» **PROBLEM DETAILS**
Your answer must be an exact copy of the entries below, with every picture removed.

** AVAILABLE DATA follows **

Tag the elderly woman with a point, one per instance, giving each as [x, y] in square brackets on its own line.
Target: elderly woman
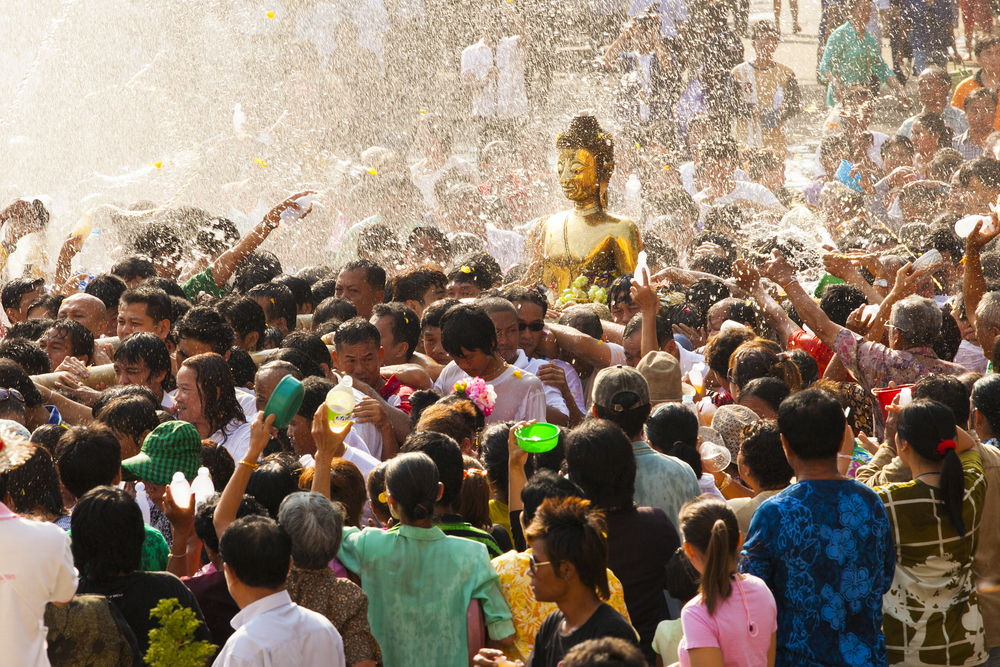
[316, 527]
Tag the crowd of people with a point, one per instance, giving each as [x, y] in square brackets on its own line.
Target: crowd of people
[777, 410]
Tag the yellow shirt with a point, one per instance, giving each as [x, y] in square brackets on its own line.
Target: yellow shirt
[528, 613]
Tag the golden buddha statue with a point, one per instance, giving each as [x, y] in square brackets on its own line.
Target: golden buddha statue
[586, 240]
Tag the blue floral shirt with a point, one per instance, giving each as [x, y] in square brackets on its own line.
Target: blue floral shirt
[825, 551]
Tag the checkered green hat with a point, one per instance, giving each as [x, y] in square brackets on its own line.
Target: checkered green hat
[169, 447]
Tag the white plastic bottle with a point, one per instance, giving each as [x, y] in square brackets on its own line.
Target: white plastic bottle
[340, 402]
[142, 500]
[180, 490]
[203, 487]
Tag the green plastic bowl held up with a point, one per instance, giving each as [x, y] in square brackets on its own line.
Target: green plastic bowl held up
[537, 438]
[285, 401]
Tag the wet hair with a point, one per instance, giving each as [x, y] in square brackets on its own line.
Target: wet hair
[413, 284]
[204, 518]
[768, 389]
[301, 289]
[754, 359]
[405, 324]
[14, 291]
[374, 274]
[219, 462]
[157, 302]
[467, 327]
[147, 348]
[986, 399]
[583, 319]
[458, 420]
[207, 326]
[620, 290]
[347, 487]
[242, 366]
[79, 336]
[274, 480]
[600, 460]
[947, 390]
[376, 487]
[813, 423]
[108, 533]
[310, 344]
[130, 415]
[671, 423]
[108, 288]
[474, 500]
[476, 268]
[762, 455]
[27, 354]
[279, 300]
[840, 300]
[168, 286]
[306, 365]
[334, 308]
[258, 268]
[710, 526]
[585, 133]
[316, 526]
[133, 267]
[447, 458]
[925, 424]
[34, 485]
[217, 391]
[245, 316]
[258, 551]
[574, 532]
[412, 480]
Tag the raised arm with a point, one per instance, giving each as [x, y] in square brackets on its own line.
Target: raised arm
[779, 271]
[227, 263]
[232, 495]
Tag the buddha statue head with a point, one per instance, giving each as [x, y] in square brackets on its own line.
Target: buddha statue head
[586, 161]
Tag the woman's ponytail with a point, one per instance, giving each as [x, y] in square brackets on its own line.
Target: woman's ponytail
[710, 526]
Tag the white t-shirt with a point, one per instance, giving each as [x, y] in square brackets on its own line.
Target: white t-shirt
[520, 395]
[553, 397]
[506, 97]
[742, 192]
[36, 567]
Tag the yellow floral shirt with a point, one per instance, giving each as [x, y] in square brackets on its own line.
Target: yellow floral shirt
[528, 613]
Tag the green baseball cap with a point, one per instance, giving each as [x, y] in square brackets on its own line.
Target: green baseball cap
[169, 447]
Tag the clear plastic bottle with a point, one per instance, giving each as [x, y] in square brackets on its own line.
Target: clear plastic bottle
[340, 402]
[142, 500]
[180, 490]
[203, 486]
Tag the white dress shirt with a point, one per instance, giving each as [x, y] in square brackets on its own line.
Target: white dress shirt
[276, 631]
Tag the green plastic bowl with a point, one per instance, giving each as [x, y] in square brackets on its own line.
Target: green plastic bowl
[537, 438]
[285, 401]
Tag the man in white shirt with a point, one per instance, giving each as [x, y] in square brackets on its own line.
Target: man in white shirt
[469, 336]
[270, 628]
[493, 74]
[36, 567]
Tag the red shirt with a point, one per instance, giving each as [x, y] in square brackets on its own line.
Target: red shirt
[813, 346]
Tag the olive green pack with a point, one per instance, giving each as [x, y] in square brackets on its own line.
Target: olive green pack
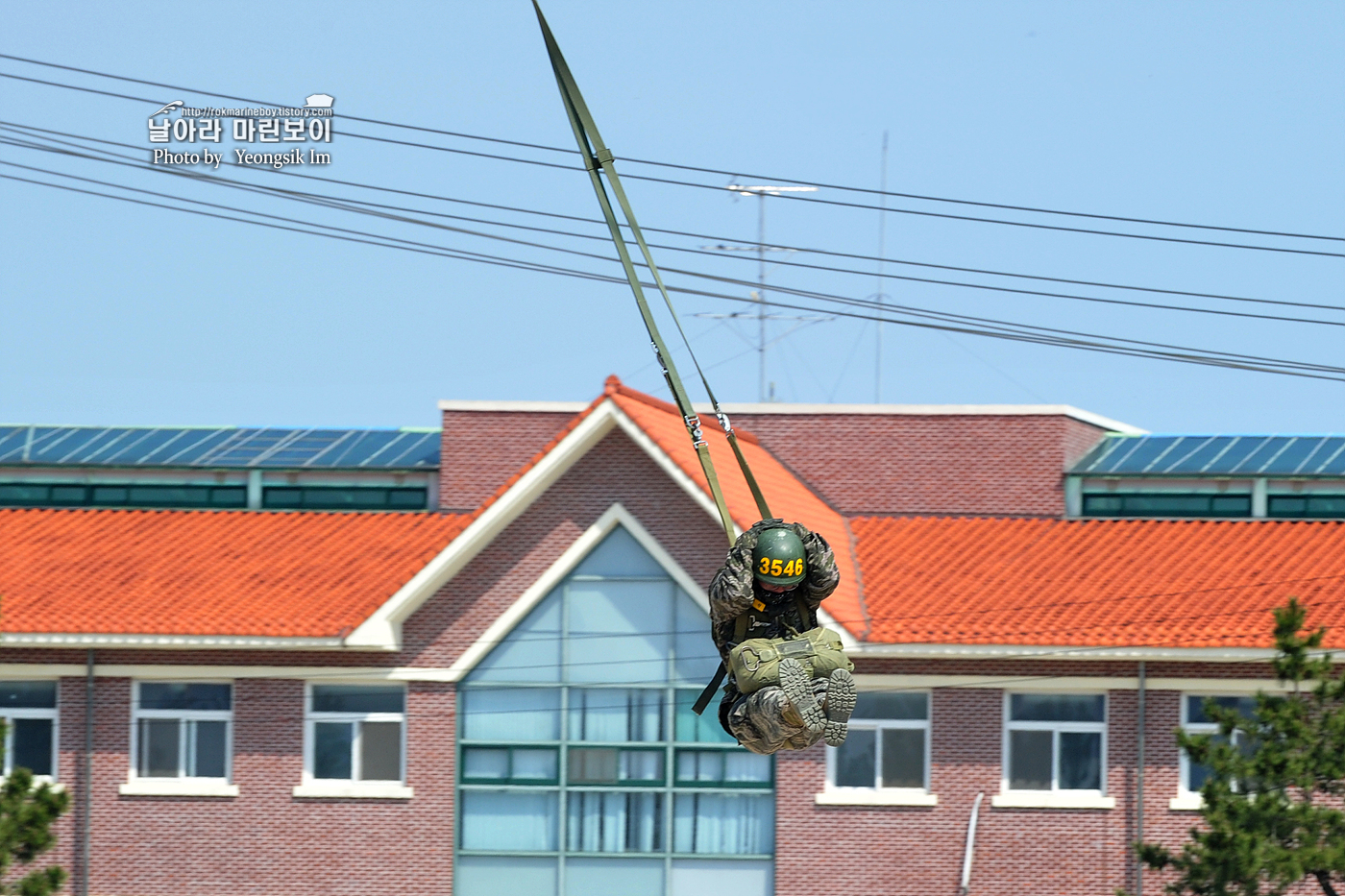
[756, 662]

** End of AVAILABLE DATA **

» **RESULT OF THE TASK**
Tag the elderly woman with a point, one per instance, giving each as [x, y] in square brackets on its own line.
Target: elderly woman
[316, 527]
Tag the crowd of people with a point, one per instance, giving each as [x, y] in square brackets on its own line.
Target: crowd of people
[777, 410]
Tag the yellow shirt with a point, one per instance, giving each as [x, y] in square brackets on its own line.
Target: yellow shirt
[528, 613]
Tag the golden buddha statue with a point, one per instance, giving each as [x, y] in square brackets on its own line.
Target: golden buddha statue
[586, 240]
Tag the blue floral shirt with a point, one per instance, giving each as [x, y] in square brackets on its own line.
Target: blue floral shirt
[825, 551]
Tag the checkered green hat with a point, one per instance, giving each as [x, y] in square brackets on its own line.
Target: checkered green hat
[169, 447]
Tag the white plastic bottle with a point, one per instance, giving each as [x, y] in square brackets on its own line.
Target: white plastic bottle
[340, 402]
[142, 500]
[180, 490]
[203, 487]
Tag the green plastic bowl held up with a point, one per instance, giving each as [x, y] in square brackets on its own line.
Target: green plastic bowl held up
[537, 438]
[285, 401]
Tag the wet hair with a point, one per instance, giving each as [x, y] in square brackets on its own line.
Target: wet hair
[413, 284]
[204, 518]
[768, 389]
[301, 289]
[754, 359]
[405, 324]
[14, 291]
[374, 274]
[219, 462]
[157, 302]
[467, 327]
[147, 348]
[986, 399]
[583, 319]
[458, 420]
[207, 326]
[620, 290]
[347, 487]
[242, 366]
[79, 336]
[274, 480]
[600, 460]
[947, 390]
[376, 487]
[813, 423]
[108, 533]
[310, 344]
[130, 415]
[671, 423]
[108, 288]
[474, 500]
[476, 268]
[762, 455]
[27, 354]
[279, 300]
[840, 300]
[168, 286]
[306, 365]
[334, 308]
[258, 268]
[710, 526]
[585, 133]
[316, 526]
[133, 267]
[447, 458]
[925, 424]
[34, 485]
[217, 391]
[245, 316]
[258, 551]
[574, 532]
[412, 480]
Tag the raised arm with a point, one per instance, giving each as [x, y] in square brackets on its own line.
Target: raised arm
[779, 271]
[227, 263]
[232, 495]
Tag the buddha statue head with a point, one per instance, giving each as [x, y] in square brackets on its own line.
Target: buddha statue head
[586, 161]
Tag the woman's ponytail with a point, one per instance, giving each as [x, y] in square brackets on its own line.
Target: woman's ponytail
[710, 526]
Tag the white t-shirt with a point, one per instance, giving each as [x, y] in square brackets on its own line.
Target: white t-shirt
[520, 395]
[553, 397]
[506, 97]
[742, 192]
[36, 567]
Tag the yellow floral shirt with a point, one per instance, giving each as [x, y] in square brackets on its own line.
Target: yellow floral shirt
[528, 613]
Tag the green baseball cap with a point, one per instance, giving each as [x, y] in square brackets on its own line.
Target: green baseball cap
[169, 447]
Tag the clear plastic bottle with a point, one per instance, giving each as [x, y] in square brackets on its own line.
Target: clear plastic bottle
[340, 402]
[142, 500]
[180, 490]
[203, 486]
Tag the white dress shirt with a point, one per instance, giving each as [x, y] in square brackets on its own line.
Target: white dress shirt
[276, 631]
Tag the green plastic bowl with a point, one per instance, giving each as [x, y] in square brackets on its own line.
Target: green plastic bowl
[537, 438]
[285, 401]
Tag the man in white shirt with a point, one per instance, giving each as [x, y] in square brackets on its own line.
Target: man in white shirt
[469, 336]
[270, 628]
[493, 74]
[36, 567]
Tag the red shirt with a point, one per instance, giving each as [x, y] in square brackets on its own line.
Target: red shirt
[813, 346]
Tag the olive green pack with a point, one per instance, giving each as [x, y] in square brackets on its own line.
Target: olive green pack
[756, 662]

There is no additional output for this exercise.